• **Exercise**
Write out exactly the lines from the one containing "Could you point out the pink" through the last line of the records below, including both.

• **Exercise input**
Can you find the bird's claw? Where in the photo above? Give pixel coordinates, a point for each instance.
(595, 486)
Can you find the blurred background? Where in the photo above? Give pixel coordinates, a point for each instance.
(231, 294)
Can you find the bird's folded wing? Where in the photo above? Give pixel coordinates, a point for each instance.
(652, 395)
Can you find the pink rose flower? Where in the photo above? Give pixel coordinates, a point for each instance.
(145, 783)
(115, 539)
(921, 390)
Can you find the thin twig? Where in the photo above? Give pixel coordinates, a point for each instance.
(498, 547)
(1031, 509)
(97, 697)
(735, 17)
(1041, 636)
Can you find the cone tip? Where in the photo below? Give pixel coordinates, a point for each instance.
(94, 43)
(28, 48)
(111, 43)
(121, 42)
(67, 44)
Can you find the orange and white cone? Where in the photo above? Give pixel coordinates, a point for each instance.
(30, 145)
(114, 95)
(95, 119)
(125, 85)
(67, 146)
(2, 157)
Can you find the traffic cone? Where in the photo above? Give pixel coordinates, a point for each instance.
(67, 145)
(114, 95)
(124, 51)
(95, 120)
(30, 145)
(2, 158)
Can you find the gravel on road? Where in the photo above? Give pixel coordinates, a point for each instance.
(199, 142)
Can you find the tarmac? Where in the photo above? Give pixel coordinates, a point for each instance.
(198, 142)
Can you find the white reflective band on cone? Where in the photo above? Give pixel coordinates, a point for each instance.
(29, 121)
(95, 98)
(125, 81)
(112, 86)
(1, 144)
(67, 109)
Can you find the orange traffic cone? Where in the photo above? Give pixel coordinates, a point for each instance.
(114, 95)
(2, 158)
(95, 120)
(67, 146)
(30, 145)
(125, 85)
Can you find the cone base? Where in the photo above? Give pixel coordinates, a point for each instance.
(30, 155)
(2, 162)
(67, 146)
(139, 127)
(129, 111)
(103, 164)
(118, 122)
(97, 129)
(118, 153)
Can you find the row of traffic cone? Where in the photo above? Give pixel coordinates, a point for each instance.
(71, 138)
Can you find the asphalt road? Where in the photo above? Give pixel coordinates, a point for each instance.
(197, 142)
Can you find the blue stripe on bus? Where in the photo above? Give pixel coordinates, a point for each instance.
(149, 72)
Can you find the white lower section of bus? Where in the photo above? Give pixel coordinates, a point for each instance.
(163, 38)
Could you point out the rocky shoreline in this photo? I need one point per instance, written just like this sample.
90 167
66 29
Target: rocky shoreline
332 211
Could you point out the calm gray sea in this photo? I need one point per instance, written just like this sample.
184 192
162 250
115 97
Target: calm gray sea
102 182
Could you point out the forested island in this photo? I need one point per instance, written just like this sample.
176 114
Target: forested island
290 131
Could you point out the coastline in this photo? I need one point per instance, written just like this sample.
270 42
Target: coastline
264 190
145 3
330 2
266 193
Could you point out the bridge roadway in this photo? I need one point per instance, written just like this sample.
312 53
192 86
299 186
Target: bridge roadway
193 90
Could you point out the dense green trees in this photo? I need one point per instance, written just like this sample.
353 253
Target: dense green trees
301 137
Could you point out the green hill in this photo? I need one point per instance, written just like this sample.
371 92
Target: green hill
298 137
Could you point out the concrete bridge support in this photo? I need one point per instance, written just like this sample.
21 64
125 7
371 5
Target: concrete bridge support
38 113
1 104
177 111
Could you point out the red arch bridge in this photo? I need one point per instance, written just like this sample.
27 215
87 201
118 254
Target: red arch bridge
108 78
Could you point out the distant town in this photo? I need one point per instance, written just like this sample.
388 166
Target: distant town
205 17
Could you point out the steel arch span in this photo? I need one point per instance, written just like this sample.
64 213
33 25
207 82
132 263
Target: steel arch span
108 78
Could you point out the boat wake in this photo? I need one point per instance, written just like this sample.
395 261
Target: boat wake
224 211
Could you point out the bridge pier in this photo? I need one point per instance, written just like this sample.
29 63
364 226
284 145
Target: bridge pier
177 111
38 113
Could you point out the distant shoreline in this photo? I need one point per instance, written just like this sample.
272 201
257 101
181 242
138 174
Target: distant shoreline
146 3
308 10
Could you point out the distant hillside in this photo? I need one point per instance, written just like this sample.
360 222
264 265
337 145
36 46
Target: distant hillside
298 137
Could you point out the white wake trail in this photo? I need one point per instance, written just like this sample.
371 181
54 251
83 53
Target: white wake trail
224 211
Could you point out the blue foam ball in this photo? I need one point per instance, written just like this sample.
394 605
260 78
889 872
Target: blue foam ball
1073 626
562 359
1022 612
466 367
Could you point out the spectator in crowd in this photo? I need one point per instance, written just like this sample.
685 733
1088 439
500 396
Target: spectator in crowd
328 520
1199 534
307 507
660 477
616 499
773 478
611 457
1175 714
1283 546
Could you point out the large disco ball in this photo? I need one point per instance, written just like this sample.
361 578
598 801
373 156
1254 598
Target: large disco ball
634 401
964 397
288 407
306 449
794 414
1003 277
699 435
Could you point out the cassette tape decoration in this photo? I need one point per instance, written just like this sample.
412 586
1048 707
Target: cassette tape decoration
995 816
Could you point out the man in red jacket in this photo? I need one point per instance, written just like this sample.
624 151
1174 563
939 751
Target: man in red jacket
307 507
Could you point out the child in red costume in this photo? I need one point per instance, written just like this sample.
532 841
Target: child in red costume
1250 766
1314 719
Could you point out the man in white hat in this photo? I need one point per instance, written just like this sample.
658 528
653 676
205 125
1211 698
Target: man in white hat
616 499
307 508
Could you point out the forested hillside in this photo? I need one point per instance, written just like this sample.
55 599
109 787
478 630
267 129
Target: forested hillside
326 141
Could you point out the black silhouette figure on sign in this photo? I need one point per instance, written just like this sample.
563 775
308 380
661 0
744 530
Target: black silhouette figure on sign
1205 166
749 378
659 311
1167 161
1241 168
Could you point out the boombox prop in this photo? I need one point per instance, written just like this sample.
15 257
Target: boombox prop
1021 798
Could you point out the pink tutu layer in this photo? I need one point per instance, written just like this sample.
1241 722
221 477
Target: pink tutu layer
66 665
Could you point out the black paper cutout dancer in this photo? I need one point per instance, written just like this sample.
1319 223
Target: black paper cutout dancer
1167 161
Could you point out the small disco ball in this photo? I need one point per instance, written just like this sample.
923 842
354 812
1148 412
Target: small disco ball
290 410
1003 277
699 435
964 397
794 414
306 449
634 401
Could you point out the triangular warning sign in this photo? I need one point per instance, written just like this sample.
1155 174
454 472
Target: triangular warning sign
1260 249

• **Written reply**
Could you point out the pink tutu layer in this photo? I need one point per instance, written just like this sample.
1241 722
221 477
Target: pink tutu layer
66 665
Could you point out the black paper cutout dancer in this photo? I need one point per instance, written just like this sample.
1319 223
Target: black paper cutout dancer
1167 161
Could you point out the small disco ball in this photo? I need one point per instance, written just like this sample.
923 842
354 812
1148 412
Target: small disco ball
290 410
1003 277
699 435
964 397
794 414
306 449
634 401
Could you point out the triangular warning sign in this photo? I need one point per instance, written just like this sample.
1155 174
454 472
Target: triangular warning sign
1260 249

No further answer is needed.